## Text extract
** begin **
This is because Zstd's long-distance matcher looks for matching sequences of 64 bytes [0]. Because long matching sequences of the data will likely have the newlines inserted in different offsets in the run, this totally breaks Zstd's ability to find the long-distance match.

Ultimately, Zstd is a byte-oriented compressor that doesn't understand the semantics of the data it compresses. Improvements are certainly possible if you can recognize and separate that framing to recover a contiguous view of the underlying data.

[0] https://github.com/facebook/zstd/blob/v1.5.7/lib/compress/zs...

(I am one of the maintainers of Zstd.)

▲

nerpderp82 a day ago | parent [-]

That is fascinating. I wonder if you could layer a Levenshtein State Machine on the strings so you can apply n-edits to the text to get longer matches.

I absolutely adore ZSTD, it has worked so well for me compressing json metadata for a knowledge engine.

▲

felixhandte a day ago | parent [-]

Zstd has a similar-ish capability called "repetition codes" [0].

The first stage of Zstd does LZ77 matching, which transforms the input into "sequences", a series of instructions each of which describes some literals and one match. The literals component of the instruction says "the next L bytes of the message are these L bytes". The match component says "the next M bytes of the input are the M bytes N bytes ago".

If you want to construct a match between two strings that differ by one character, rather than saying "the next N bytes are the N bytes M bytes ago except for this one byte here which is X instead", Zstd just breaks it up into two sequences, the first part of the match, and then a single literal byte describing the changed byte, and then the rest of the match, which is described as being at offset 0. The encoding rules for Zstd define offset 0 to mean "the previously used match offset". This isn't as powerful as a Levenshtein edit, but it's a reasonable approximation.

The big advantage of this approach is that it doesn't require much additional machinery on the encoder or decoder, and thus remains very fast. Whereas implementing a whole edit description state machine would (I think) slow down decompression and especially compression enormously.

[0] https://datatracker.ietf.org/doc/html/rfc8878#name-repeat-of...

	▲	bede 7 hours ago \| parent [-]
		Fascinating, thank you.
** end **
## Written instruction a
Reproduce the records below in full, labeling requests included, and shift every coordinate in the answers by adding 23 to both numbers. Leave out the pictures.

## Records provided
** begin **
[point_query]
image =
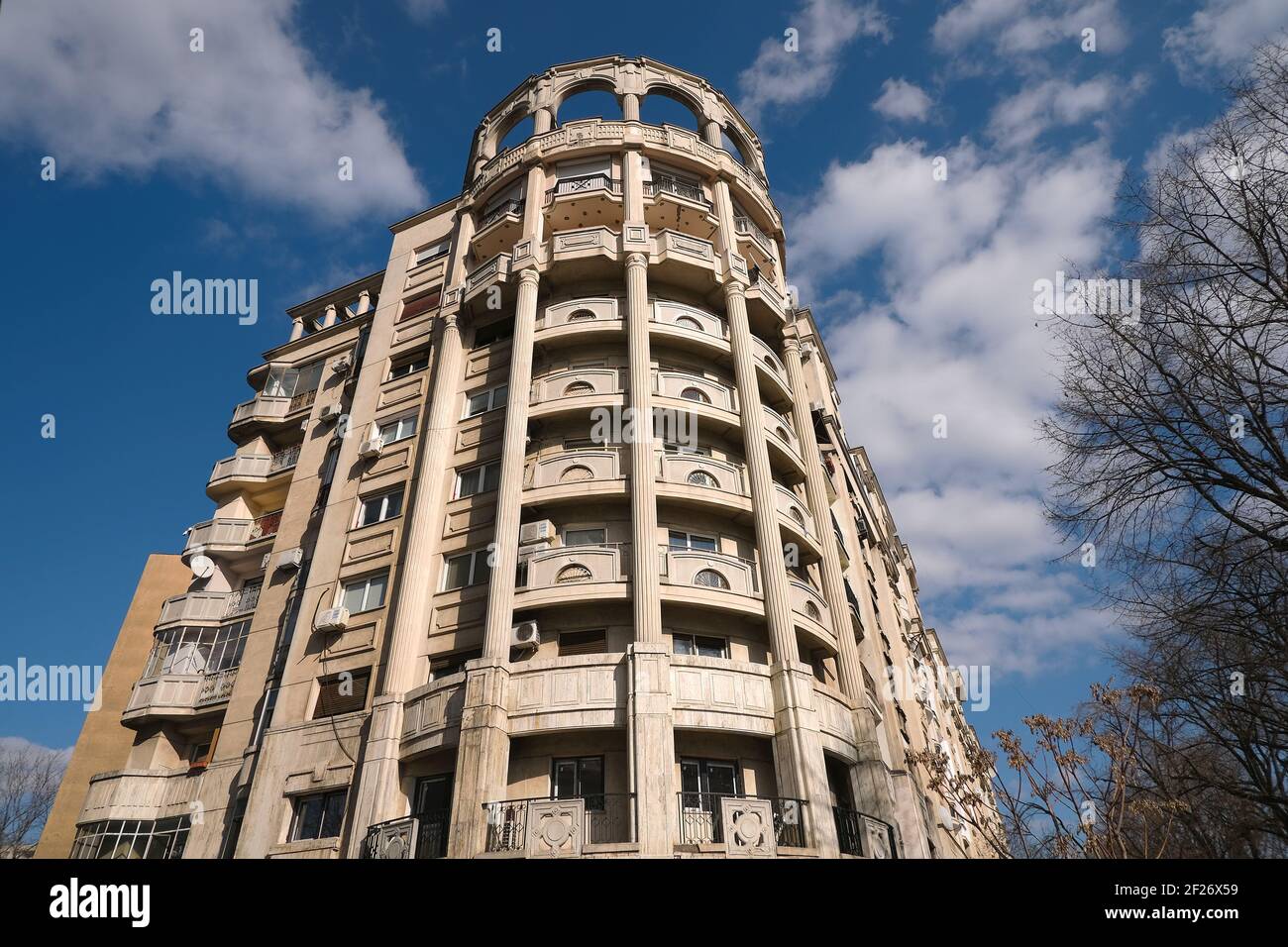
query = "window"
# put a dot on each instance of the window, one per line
(678, 539)
(377, 509)
(318, 815)
(493, 331)
(478, 479)
(428, 254)
(585, 538)
(583, 642)
(711, 579)
(485, 399)
(449, 665)
(408, 367)
(397, 429)
(702, 646)
(365, 594)
(342, 693)
(581, 777)
(468, 569)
** end **
## Written instruction b
Copy out everything in the Zstd thread from "This is because" down to "the long-distance match.".

## Correct output a
[point_query]
image =
query = "window"
# put a dot on each instance of the window, one per line
(701, 562)
(400, 532)
(341, 838)
(516, 354)
(501, 502)
(451, 277)
(608, 561)
(606, 665)
(734, 602)
(508, 422)
(472, 688)
(431, 390)
(420, 452)
(725, 669)
(388, 617)
(365, 716)
(604, 800)
(491, 592)

## Correct output b
This is because Zstd's long-distance matcher looks for matching sequences of 64 bytes [0]. Because long matching sequences of the data will likely have the newlines inserted in different offsets in the run, this totally breaks Zstd's ability to find the long-distance match.